» **AIM**:
Print the entries below word for word; the pictures stay out of your copy.

» **LISTED RECORDS**:
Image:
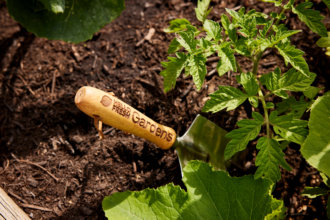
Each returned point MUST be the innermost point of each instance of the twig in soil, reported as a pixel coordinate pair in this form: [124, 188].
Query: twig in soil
[212, 72]
[26, 85]
[53, 84]
[16, 196]
[37, 165]
[5, 168]
[30, 206]
[134, 167]
[147, 37]
[187, 91]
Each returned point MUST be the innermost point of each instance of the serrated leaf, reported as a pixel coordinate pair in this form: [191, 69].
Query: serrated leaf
[247, 131]
[79, 21]
[172, 70]
[55, 6]
[282, 33]
[230, 28]
[241, 47]
[313, 192]
[235, 15]
[270, 105]
[226, 97]
[324, 41]
[311, 18]
[197, 64]
[227, 59]
[249, 83]
[206, 45]
[254, 101]
[278, 211]
[311, 92]
[288, 127]
[326, 179]
[213, 29]
[292, 80]
[202, 9]
[174, 46]
[210, 195]
[316, 148]
[177, 25]
[293, 56]
[269, 158]
[187, 40]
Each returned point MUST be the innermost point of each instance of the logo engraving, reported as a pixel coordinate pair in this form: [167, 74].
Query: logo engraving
[106, 101]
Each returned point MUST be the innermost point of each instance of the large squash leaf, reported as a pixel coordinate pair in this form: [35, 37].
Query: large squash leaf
[316, 148]
[210, 195]
[77, 22]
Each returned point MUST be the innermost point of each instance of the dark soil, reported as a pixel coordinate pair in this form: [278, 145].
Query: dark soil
[52, 162]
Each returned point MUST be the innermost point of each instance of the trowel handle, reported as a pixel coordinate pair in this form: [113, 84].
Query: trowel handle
[116, 113]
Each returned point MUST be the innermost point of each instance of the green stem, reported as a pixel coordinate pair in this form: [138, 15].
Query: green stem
[238, 67]
[256, 61]
[267, 122]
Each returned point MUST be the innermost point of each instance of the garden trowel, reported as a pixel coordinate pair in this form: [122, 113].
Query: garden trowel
[204, 140]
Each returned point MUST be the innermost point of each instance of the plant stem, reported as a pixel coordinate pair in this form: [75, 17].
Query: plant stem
[263, 102]
[256, 60]
[261, 95]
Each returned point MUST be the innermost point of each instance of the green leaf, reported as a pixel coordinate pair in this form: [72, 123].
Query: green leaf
[313, 192]
[316, 148]
[292, 80]
[174, 46]
[213, 29]
[311, 92]
[325, 179]
[324, 41]
[225, 97]
[288, 127]
[187, 40]
[327, 3]
[227, 59]
[55, 6]
[311, 18]
[247, 131]
[210, 195]
[172, 70]
[80, 20]
[269, 158]
[293, 56]
[177, 25]
[242, 47]
[230, 28]
[282, 33]
[197, 69]
[249, 83]
[270, 105]
[278, 211]
[202, 9]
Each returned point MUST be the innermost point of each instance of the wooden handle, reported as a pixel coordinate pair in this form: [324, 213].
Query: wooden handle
[116, 113]
[9, 210]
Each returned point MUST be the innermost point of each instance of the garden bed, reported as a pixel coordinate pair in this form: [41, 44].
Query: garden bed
[52, 161]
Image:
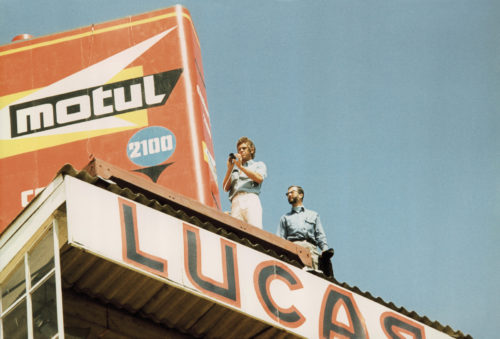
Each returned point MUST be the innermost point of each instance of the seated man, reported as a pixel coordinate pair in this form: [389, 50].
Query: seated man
[303, 227]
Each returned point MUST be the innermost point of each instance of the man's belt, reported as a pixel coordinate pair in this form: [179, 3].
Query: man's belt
[303, 239]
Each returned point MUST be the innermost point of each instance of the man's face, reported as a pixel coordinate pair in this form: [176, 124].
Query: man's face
[244, 151]
[293, 195]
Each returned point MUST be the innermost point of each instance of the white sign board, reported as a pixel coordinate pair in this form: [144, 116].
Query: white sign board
[226, 272]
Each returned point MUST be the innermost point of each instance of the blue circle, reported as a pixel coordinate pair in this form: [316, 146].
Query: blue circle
[151, 146]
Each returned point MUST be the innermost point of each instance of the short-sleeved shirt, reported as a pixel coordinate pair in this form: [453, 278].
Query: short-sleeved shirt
[240, 182]
[303, 224]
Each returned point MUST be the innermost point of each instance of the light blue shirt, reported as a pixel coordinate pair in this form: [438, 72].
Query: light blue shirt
[303, 224]
[240, 182]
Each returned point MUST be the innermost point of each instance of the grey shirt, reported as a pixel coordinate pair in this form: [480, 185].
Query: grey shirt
[303, 224]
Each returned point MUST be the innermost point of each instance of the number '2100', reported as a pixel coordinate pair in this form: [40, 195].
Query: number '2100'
[151, 146]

» **EXERCISE OUTPUT**:
Image:
Each returned point MUST be the innermost point of each instance of the twig in soil, reported as a pixel coordinate pair in this form: [124, 188].
Query: twig in soil
[212, 72]
[26, 85]
[53, 84]
[16, 196]
[37, 165]
[5, 168]
[30, 206]
[134, 167]
[147, 37]
[187, 91]
Each returned point MUST be the innermost point of each instance of the serrated leaf, reported as a pixel coordinate pair in this form: [191, 69].
Query: serrated leaf
[247, 131]
[79, 21]
[172, 70]
[55, 6]
[282, 33]
[230, 28]
[241, 47]
[313, 192]
[235, 15]
[270, 105]
[226, 97]
[324, 41]
[311, 18]
[197, 64]
[227, 59]
[249, 83]
[206, 45]
[254, 101]
[278, 211]
[311, 92]
[288, 127]
[326, 179]
[213, 29]
[292, 80]
[202, 9]
[174, 46]
[210, 195]
[316, 148]
[177, 25]
[293, 56]
[269, 158]
[187, 40]
Each returned point MUST be the innermost point of each instance of the logo engraving, reported as a pixel coordinate pair in this form: [167, 74].
Query: logo engraving
[106, 101]
Each returned point MUST be the innermost point of each instance of the large squash leaf, reported as a pixel coordinate pair in this form: [35, 37].
Query: large squash leaf
[316, 148]
[210, 195]
[77, 22]
Each returned point MUST be the innermost point of each instance of the dark soil, reported as a pixel coordinate pair in this form: [278, 145].
Query: dark soil
[52, 162]
Each returned point MUST be the innermost point of each instance of the trowel handle, reported as a pixel coordinate pair in this form: [113, 84].
Query: trowel handle
[116, 113]
Each returned point MUST be the innermost point of each instance of the green stem, reported as a pixel coordinate pair in this form: [138, 15].
Query: green stem
[238, 67]
[256, 61]
[267, 122]
Each returned point MUST be the innermost point of each instance of the garden trowel, reported as a pixel coordinate pair in this form: [122, 113].
Query: garden trowel
[204, 140]
Each returned point MUST be the innermost point of each instance of the plant stem, reported as a pixel coordinate pair in this form: [75, 17].
Query: plant stem
[263, 102]
[256, 60]
[261, 95]
Each returned point MUST be the innermost point of each instance of the green leaf, reported as a pixel coordinate pair in this form: [72, 123].
Query: green leaf
[313, 192]
[316, 148]
[292, 80]
[174, 46]
[213, 29]
[311, 92]
[325, 179]
[324, 41]
[225, 97]
[288, 127]
[187, 40]
[327, 3]
[227, 59]
[55, 6]
[311, 18]
[247, 131]
[210, 195]
[172, 70]
[80, 20]
[269, 158]
[293, 56]
[177, 25]
[242, 47]
[230, 28]
[282, 33]
[197, 69]
[249, 83]
[270, 105]
[278, 211]
[202, 9]
Each returned point MUST be the innermost point of each instance of the wooden handle, reported as a pixel coordinate pair in this form: [324, 213].
Query: wooden handle
[116, 113]
[9, 210]
Each returned point MUST be the innermost point of each instance of the garden bed, reported as a pixel coordinate pair in this form: [41, 44].
Query: garden bed
[52, 161]
Image:
Each returned point MUST be the innermost point of each instance of the seated man, reported as a pixel coordinate pair in this form: [389, 50].
Query: seated man
[303, 227]
Each returned point MUST be the innermost point of each instance of the man's belt, reported as a pixel coordinate pair in this form: [179, 3].
Query: man's belt
[303, 239]
Each returned point MUST be the innermost point of each instance of the man's face, reported as a pixel coordinate pair in this form: [176, 124].
Query: man's face
[244, 151]
[293, 195]
Each returned point MUST be the innermost point of each instance of the white sign board, reported as a pixel coordinate pair in this form: [144, 116].
Query: white sign board
[226, 272]
Each returned point MUST be the innermost point of each instance of the blue circle, reported as a pixel coordinate pair in this form: [316, 146].
Query: blue circle
[151, 146]
Each returned point MUST be the innermost point of each instance of the short-sleeved shirt, reported as a pixel coordinate pair in this form: [453, 278].
Query: short-sleeved shirt
[240, 182]
[303, 224]
Each returned point MUST be the innermost point of each instance of the light blue shirt, reported as a pixel coordinate pair in this form: [438, 72].
Query: light blue shirt
[303, 224]
[240, 182]
Each returned point MUST be the innermost point of each instance of the grey shirt, reported as a pixel coordinate pair in this form: [480, 185].
Query: grey shirt
[303, 224]
Each returned point MUST be the innermost point of each instance of the number '2100', reported as a pixel coordinate pair in this form: [40, 195].
Query: number '2100'
[151, 146]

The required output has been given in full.